Repeat only the lines from the one holding "Accept that the stone wall" down to the last line of the listing below, including both of those lines.

- - -

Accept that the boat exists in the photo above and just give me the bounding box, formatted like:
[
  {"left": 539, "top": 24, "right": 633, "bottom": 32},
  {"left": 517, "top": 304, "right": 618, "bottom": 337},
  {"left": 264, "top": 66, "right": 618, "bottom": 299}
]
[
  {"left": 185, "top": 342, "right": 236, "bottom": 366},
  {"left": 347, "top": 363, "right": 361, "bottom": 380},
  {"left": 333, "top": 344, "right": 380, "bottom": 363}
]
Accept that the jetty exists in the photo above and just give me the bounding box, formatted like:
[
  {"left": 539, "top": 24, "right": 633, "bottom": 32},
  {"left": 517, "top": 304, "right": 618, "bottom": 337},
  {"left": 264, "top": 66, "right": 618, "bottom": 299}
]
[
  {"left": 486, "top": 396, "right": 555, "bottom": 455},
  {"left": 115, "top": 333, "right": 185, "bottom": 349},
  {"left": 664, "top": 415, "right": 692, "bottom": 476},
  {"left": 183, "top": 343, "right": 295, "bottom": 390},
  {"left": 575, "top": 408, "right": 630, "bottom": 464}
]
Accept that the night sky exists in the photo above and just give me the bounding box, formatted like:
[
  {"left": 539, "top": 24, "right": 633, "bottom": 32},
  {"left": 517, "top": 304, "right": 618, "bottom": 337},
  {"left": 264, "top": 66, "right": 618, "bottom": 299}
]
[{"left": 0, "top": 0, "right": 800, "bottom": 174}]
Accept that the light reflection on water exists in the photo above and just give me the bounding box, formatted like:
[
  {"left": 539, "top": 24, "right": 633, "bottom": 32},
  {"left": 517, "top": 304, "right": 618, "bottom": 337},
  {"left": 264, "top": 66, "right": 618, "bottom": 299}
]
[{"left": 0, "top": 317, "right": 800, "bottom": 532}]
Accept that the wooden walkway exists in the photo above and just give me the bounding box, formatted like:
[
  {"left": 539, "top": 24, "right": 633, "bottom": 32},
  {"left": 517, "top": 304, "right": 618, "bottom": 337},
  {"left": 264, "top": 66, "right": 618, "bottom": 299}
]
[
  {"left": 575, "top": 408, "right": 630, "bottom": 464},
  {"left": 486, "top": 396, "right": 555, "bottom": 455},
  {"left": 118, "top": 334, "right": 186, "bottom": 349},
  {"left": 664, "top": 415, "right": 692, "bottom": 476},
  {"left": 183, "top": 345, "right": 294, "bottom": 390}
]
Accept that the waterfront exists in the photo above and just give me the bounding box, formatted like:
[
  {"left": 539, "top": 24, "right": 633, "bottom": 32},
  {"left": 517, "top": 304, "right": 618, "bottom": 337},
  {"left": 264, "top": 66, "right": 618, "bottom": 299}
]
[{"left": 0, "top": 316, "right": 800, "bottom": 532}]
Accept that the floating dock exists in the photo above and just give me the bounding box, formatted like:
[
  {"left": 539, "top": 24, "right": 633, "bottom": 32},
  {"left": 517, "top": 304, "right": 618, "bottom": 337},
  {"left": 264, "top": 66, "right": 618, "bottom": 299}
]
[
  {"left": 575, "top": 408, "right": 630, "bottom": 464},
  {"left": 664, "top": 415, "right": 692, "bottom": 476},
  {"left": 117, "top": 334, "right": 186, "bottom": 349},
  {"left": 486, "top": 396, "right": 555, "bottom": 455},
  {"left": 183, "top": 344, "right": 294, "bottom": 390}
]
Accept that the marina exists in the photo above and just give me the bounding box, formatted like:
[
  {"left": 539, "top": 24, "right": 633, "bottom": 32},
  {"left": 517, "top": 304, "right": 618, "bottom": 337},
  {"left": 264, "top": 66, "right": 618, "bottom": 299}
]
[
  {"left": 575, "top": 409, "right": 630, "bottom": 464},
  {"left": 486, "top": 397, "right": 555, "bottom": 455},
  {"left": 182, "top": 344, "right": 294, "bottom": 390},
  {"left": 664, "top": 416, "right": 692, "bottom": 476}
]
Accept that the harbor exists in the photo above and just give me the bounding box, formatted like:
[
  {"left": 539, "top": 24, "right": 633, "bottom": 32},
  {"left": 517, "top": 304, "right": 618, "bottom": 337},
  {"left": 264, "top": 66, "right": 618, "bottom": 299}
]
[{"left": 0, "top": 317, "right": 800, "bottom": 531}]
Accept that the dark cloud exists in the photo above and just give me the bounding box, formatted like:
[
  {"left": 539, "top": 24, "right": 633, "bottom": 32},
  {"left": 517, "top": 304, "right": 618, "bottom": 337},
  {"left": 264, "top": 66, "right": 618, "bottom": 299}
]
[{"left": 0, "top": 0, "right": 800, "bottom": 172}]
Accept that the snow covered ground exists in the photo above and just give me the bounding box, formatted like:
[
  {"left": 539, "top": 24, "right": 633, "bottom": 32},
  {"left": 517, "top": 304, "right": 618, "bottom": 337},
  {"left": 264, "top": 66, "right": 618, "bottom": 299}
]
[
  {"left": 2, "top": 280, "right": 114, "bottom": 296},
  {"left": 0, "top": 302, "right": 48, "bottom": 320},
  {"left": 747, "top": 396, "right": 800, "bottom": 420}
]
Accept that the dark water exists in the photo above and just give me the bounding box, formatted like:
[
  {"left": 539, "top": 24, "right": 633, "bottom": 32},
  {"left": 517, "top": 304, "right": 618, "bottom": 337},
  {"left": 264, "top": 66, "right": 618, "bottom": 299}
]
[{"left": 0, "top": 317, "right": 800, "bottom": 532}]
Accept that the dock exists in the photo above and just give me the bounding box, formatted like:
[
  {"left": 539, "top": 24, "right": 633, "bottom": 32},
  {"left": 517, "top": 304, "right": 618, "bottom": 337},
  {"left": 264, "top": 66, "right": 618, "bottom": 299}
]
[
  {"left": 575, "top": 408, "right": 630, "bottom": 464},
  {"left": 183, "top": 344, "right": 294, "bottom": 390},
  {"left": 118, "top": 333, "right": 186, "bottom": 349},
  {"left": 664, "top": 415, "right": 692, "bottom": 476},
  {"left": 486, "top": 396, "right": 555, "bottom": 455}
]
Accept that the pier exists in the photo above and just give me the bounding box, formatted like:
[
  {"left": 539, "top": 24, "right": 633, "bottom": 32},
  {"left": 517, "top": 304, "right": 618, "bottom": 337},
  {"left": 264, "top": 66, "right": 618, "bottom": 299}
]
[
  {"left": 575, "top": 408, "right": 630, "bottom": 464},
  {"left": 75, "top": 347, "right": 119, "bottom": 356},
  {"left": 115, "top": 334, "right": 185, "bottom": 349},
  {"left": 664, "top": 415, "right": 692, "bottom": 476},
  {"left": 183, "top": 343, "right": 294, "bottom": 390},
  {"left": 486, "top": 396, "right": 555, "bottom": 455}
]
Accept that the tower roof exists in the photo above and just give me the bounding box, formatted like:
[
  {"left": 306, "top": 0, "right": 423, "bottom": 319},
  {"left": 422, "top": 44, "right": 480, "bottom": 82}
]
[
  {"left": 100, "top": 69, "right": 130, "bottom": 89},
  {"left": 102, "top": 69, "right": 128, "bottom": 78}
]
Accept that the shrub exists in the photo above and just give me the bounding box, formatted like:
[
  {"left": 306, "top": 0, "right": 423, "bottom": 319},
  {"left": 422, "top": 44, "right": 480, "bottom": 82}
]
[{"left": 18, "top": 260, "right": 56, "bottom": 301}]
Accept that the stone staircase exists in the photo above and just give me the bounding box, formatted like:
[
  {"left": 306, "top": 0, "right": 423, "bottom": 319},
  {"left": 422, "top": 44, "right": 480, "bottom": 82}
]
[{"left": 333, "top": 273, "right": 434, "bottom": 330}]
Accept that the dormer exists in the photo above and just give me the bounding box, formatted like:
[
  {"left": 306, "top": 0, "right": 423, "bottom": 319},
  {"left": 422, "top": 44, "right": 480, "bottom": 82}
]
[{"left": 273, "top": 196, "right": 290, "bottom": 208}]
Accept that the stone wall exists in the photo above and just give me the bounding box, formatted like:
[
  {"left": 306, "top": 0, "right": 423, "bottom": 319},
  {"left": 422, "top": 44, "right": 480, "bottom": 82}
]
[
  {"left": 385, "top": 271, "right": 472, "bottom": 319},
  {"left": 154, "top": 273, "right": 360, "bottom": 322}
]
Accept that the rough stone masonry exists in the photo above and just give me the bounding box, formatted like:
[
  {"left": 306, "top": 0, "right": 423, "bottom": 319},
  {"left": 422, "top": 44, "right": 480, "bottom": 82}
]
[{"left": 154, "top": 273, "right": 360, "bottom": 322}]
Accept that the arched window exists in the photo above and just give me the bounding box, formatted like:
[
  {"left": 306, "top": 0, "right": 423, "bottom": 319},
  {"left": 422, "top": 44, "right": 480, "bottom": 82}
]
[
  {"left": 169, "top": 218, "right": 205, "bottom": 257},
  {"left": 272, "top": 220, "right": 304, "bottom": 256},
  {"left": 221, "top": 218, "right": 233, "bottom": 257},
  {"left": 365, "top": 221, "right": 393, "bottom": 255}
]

- - -

OUTPUT OF THE TASK:
Accept that the stone wall exists in the photo above and just give me the bounding box, formatted like:
[
  {"left": 306, "top": 0, "right": 423, "bottom": 319},
  {"left": 422, "top": 44, "right": 480, "bottom": 82}
]
[
  {"left": 385, "top": 271, "right": 472, "bottom": 319},
  {"left": 154, "top": 273, "right": 360, "bottom": 322}
]
Accept that the rough stone masonry exists in the photo above and just give me the bounding box, formatted like:
[
  {"left": 306, "top": 0, "right": 423, "bottom": 319},
  {"left": 422, "top": 44, "right": 480, "bottom": 82}
]
[{"left": 154, "top": 273, "right": 360, "bottom": 322}]
Accept that the arched window exists in the photo above and just give me the bounding box, formatted like:
[
  {"left": 306, "top": 0, "right": 423, "bottom": 319},
  {"left": 422, "top": 44, "right": 480, "bottom": 82}
]
[
  {"left": 169, "top": 218, "right": 205, "bottom": 257},
  {"left": 272, "top": 220, "right": 304, "bottom": 256},
  {"left": 221, "top": 218, "right": 233, "bottom": 257},
  {"left": 365, "top": 221, "right": 393, "bottom": 255}
]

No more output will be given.